● **Text to read**
<<<<

Would it be possible for someone to help me out here? I cant seem to figure why tkdnn wont work with tensorrt 8.4 on wsl2 while there are no issues when i run it natively on windows or linux and that this issue doesn't exist on previous versions of tensorrt on wsl2 .
Could you try CUDA-11.6? TRT 8.4 was tested with CUDNN-8.4 + CUDA-11.6
Could you try CUDA-11.6? TRT 8.4 was tested with CUDNN-8.4 + CUDA-11.6
yup the issue still exists ( i also tried it with cuda 11.4 and faced the same issue with TRT 8.4)
I see...
@kevinch-nv Do we have any internal testing for WSLs?
We do not, we only test native Windows and native Ubuntu which both seem to be passing.
What's the use case of using WSL over the native OS?
Honestly, there is no use case of using WSL over native OS , atleast for me, i started playing around with WSL in my free-time and came across this issue,figured I can open an issue to report it if its a bug.I can close this issue if WSL isn't a TensorRT priority.
I can confirm the same error happens to me as well. TensorRT 8.4 is not working properly on wsl2. I compiled the efficientnet python model on a titan xp machine under native ubuntu 20.04 and it works fine. I copied over the compiled trt model from native ubuntu 20.04 to wsl2 and the model just runs wrong silently.
I have same issue, WSL Ubuntu 20.04 with RTX 3090, neither tensorrt 8.4 or 8.2 work
Same issue for me. TensorRT 8.4 on WSL2 gives rubbish results on model inference. See my post:
https://forums.developer.nvidia.com/t/onnx-tensorrt-inference-gives-wrong-result/230625
Can I run TensorRT 8.4 on VM Ubuntu?

>>>>

● **Supplied material**

<<<<

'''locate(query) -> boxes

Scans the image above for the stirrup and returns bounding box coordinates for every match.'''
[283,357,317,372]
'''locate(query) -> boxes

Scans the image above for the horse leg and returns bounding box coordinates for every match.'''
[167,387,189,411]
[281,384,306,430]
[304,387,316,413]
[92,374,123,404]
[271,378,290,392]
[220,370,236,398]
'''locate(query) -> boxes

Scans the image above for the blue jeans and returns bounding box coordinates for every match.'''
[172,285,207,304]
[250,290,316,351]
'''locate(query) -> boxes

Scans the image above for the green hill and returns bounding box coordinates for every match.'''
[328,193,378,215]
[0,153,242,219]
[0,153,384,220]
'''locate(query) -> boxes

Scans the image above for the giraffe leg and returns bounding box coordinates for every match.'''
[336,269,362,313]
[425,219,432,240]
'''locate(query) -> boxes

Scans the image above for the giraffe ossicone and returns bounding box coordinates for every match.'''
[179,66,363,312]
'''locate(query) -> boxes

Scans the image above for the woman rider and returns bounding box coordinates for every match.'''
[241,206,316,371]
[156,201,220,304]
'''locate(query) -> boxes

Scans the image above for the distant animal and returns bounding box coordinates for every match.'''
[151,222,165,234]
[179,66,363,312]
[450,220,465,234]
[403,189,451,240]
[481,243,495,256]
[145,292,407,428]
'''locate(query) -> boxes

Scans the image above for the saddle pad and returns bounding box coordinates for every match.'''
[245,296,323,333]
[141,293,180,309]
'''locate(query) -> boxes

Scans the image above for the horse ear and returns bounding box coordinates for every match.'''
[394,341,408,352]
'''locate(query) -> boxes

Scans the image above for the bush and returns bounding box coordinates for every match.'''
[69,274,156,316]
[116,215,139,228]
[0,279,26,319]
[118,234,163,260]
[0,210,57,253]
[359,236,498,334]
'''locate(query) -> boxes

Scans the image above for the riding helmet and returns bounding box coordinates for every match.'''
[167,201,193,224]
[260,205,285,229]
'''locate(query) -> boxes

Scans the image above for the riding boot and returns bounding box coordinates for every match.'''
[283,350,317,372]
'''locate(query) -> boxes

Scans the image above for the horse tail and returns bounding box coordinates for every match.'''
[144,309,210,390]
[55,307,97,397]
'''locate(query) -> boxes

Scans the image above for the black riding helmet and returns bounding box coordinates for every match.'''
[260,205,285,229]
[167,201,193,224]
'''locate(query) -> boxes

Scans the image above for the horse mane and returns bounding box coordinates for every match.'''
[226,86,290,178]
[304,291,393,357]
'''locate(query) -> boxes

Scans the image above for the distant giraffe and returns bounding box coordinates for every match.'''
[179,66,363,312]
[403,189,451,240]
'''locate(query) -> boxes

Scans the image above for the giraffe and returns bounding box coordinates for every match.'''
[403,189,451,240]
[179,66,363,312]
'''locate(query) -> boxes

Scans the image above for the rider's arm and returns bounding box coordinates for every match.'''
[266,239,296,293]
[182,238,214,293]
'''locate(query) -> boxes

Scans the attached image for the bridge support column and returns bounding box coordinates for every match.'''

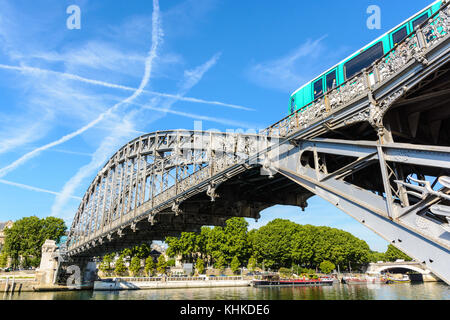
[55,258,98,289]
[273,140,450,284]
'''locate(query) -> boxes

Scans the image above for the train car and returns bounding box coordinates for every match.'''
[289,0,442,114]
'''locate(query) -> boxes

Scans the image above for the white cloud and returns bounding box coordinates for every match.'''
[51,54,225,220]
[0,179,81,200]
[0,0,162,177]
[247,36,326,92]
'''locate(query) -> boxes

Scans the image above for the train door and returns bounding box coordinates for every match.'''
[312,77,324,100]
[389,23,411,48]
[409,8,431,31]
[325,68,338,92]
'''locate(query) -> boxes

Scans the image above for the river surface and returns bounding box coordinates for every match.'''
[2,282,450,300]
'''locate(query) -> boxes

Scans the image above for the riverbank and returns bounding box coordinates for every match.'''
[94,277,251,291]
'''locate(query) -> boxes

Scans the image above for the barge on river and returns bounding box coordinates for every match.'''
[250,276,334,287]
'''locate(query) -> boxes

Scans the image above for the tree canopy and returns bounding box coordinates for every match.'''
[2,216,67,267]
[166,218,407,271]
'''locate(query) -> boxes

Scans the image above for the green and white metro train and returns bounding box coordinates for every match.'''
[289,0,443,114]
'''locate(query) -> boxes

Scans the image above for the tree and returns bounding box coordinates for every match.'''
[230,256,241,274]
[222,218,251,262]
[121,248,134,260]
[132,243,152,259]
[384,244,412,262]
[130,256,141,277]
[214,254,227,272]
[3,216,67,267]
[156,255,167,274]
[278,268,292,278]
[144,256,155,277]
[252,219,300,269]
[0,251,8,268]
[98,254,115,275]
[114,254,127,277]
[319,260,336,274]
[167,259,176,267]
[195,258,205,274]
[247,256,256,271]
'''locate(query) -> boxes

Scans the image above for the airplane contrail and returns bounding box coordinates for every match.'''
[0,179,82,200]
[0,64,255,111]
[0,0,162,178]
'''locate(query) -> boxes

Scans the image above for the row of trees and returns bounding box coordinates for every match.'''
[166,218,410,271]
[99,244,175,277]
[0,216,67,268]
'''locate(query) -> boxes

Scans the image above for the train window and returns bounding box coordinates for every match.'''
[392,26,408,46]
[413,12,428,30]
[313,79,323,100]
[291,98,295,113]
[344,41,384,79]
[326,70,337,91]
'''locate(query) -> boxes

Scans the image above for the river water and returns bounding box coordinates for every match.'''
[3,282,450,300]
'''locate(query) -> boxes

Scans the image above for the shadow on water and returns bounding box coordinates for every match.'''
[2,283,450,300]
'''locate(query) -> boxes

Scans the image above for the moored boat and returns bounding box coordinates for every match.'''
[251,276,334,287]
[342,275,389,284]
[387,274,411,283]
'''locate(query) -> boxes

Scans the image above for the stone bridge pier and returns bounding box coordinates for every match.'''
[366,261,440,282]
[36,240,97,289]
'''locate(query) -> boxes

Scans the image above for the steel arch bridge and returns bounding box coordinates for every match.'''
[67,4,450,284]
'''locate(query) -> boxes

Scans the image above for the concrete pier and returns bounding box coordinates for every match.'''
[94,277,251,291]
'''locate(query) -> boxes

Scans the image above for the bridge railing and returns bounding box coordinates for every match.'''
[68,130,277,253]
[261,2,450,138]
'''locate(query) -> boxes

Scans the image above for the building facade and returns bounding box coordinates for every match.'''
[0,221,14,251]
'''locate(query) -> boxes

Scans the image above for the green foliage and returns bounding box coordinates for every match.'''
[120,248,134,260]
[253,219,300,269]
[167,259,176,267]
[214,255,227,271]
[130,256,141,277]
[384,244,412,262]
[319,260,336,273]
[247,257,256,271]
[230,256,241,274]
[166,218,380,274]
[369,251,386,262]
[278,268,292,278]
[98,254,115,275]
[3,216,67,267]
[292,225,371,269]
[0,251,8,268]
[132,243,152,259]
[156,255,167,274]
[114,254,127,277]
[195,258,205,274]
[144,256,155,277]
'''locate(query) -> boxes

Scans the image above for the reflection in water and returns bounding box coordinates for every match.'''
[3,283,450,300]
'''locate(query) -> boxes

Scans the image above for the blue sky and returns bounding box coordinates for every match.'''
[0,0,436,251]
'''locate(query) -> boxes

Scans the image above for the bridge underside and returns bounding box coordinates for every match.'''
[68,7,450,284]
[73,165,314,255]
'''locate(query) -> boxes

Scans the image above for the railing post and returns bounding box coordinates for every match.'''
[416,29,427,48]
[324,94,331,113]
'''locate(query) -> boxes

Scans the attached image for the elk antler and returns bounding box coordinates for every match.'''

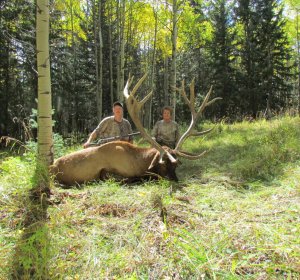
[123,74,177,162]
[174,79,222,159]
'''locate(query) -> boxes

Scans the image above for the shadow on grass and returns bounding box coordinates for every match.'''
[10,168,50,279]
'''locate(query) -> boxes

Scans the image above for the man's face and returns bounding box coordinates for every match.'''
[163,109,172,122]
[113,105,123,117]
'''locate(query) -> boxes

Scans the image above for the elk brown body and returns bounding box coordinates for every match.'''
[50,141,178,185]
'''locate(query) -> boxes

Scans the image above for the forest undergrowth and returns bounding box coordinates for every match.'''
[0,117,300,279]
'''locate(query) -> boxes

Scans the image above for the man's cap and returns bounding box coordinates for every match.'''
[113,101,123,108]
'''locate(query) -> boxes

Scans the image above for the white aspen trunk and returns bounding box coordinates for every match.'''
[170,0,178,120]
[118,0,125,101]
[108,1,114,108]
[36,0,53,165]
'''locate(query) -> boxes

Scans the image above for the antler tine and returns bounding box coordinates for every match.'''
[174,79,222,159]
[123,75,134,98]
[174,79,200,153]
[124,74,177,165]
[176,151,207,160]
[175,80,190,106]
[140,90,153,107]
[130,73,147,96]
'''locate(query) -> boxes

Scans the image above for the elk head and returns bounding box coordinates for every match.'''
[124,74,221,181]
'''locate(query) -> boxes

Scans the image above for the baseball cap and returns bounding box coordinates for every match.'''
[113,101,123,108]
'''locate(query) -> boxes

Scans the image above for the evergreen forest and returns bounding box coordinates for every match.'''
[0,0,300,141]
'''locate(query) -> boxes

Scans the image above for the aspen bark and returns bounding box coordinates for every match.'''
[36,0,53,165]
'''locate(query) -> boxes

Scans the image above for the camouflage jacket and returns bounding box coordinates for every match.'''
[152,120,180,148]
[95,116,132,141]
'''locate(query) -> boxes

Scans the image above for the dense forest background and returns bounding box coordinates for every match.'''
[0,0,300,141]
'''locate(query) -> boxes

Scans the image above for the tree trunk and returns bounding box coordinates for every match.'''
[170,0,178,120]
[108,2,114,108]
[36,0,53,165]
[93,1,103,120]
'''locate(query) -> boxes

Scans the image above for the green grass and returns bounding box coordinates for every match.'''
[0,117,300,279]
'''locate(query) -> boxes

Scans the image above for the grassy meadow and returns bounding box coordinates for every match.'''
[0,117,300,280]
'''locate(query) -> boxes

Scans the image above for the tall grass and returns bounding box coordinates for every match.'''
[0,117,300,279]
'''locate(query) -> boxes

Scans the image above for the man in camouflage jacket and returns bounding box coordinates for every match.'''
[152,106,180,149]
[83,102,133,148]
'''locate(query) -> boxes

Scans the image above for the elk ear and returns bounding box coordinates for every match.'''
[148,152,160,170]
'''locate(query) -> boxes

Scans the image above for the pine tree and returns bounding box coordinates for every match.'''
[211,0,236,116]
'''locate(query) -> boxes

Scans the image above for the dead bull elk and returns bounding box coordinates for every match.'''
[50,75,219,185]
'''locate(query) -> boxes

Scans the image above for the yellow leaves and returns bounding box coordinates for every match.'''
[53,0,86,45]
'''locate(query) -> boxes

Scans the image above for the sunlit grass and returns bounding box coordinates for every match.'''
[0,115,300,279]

>>>>
<<<<

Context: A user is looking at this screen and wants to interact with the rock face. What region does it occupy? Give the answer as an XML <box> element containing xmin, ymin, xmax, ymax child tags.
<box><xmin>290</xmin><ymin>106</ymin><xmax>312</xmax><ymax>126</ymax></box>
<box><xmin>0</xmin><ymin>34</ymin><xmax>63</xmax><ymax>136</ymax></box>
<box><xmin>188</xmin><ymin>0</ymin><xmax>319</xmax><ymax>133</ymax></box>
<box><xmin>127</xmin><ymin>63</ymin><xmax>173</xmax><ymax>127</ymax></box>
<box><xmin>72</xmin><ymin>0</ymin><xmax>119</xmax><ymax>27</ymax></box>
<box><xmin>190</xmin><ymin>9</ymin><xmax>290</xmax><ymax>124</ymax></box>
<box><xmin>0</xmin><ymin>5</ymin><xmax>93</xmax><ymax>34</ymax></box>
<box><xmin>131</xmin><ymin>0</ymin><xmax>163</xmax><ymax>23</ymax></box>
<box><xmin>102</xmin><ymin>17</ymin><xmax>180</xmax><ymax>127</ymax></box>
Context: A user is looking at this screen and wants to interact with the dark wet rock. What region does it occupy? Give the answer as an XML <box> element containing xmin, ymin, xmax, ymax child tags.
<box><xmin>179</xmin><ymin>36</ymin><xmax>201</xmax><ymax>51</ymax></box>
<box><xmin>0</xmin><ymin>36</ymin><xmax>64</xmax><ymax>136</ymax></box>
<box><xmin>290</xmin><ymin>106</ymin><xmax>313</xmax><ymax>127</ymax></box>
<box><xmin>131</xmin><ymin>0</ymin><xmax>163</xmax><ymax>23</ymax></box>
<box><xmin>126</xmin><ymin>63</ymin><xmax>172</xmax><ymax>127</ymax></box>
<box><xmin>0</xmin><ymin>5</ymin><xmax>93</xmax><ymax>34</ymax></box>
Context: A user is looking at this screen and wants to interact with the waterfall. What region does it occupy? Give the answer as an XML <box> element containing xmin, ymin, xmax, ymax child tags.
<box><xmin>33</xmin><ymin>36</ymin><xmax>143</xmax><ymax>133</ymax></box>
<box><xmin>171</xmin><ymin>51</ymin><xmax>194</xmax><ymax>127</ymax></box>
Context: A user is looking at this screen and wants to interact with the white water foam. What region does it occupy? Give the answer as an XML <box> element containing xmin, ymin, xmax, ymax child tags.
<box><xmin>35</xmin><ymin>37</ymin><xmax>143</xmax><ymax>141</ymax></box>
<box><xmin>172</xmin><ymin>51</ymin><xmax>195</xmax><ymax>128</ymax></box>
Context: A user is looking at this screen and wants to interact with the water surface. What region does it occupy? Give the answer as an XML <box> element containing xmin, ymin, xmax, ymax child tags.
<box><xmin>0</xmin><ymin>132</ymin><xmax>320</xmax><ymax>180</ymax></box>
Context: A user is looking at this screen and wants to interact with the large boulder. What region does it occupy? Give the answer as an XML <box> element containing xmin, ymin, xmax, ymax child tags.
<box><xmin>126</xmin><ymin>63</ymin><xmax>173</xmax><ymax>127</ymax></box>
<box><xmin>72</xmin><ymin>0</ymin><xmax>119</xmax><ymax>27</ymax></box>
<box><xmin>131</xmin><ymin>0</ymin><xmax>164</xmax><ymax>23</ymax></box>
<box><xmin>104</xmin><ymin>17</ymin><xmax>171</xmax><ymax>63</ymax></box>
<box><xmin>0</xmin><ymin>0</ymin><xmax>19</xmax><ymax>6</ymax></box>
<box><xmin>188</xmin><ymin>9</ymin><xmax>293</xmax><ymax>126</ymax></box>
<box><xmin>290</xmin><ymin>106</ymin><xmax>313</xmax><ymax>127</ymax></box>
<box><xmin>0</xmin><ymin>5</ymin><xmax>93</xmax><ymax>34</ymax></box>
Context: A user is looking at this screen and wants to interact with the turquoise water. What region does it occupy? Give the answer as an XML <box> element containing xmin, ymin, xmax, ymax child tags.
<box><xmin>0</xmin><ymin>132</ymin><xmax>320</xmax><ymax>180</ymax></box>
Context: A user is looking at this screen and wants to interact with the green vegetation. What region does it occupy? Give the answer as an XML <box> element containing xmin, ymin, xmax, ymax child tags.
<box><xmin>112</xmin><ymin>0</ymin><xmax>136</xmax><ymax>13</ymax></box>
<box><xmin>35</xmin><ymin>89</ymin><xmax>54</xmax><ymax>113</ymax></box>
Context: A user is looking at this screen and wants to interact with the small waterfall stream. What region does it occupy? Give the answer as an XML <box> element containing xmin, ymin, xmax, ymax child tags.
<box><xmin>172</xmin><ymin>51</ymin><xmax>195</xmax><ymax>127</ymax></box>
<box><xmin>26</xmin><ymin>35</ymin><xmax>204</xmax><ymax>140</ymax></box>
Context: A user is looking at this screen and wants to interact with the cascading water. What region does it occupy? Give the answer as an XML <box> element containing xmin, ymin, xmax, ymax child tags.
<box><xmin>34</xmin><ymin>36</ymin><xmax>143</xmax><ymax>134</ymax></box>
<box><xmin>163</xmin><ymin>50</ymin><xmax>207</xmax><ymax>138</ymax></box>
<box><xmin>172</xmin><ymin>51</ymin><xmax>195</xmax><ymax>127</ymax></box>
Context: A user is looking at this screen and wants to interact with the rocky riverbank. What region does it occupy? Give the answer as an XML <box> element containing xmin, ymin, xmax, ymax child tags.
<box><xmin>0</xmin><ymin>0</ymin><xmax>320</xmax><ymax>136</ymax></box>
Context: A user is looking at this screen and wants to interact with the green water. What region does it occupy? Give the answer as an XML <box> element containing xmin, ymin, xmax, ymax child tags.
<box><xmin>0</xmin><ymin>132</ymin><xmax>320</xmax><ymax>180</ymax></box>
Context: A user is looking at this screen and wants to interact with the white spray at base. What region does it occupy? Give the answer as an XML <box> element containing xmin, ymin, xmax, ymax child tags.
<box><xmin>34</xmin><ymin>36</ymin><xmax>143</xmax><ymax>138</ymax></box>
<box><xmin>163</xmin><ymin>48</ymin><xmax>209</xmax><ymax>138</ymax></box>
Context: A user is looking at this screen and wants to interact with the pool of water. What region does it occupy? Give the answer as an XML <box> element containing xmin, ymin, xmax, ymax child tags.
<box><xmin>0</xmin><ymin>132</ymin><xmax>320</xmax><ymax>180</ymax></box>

>>>>
<<<<

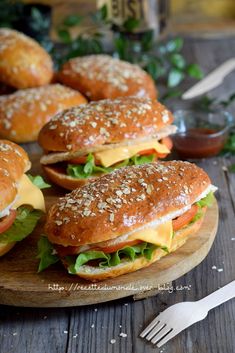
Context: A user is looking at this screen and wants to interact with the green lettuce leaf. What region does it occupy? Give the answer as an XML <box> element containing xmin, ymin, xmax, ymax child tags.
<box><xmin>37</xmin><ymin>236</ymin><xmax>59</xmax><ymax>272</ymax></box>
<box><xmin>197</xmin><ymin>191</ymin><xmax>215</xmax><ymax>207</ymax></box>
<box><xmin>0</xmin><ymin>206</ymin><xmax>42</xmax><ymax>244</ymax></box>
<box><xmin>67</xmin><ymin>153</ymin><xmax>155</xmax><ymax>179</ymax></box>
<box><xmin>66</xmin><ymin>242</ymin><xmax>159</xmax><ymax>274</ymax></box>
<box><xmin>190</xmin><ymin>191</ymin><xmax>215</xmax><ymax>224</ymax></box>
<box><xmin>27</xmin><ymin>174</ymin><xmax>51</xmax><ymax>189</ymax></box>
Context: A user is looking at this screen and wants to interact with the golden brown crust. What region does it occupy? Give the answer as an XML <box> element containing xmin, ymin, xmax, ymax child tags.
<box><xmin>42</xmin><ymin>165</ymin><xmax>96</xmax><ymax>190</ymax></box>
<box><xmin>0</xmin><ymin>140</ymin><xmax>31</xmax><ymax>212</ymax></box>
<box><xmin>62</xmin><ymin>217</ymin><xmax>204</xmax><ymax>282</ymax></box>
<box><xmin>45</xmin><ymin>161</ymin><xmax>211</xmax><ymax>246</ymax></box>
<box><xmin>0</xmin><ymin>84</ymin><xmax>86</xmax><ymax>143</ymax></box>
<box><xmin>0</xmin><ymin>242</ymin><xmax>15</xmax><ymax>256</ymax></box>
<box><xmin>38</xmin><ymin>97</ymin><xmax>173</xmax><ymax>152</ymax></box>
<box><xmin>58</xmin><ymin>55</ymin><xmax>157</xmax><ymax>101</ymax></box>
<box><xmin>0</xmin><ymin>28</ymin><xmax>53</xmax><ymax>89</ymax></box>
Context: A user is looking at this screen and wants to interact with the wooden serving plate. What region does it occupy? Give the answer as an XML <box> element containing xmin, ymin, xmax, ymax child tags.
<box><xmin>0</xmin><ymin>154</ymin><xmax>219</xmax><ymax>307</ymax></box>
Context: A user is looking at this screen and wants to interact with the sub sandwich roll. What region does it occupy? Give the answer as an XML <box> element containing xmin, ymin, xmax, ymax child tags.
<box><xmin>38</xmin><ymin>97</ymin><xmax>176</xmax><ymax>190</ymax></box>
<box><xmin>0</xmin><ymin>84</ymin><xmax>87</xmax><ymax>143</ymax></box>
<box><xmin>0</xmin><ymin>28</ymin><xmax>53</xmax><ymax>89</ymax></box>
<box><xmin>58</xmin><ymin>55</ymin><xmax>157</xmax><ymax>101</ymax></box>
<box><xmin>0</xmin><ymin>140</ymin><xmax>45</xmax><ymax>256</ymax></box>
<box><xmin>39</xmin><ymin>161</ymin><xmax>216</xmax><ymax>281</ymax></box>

>>>>

● **The problem**
Return, unchanged, the stretch of the TensorRT on WSL2 thread above starting with "What's the use" and going on through "a TensorRT priority.".

● **Output**
What's the use case of using WSL over the native OS?
Honestly, there is no use case of using WSL over native OS , atleast for me, i started playing around with WSL in my free-time and came across this issue,figured I can open an issue to report it if its a bug.I can close this issue if WSL isn't a TensorRT priority.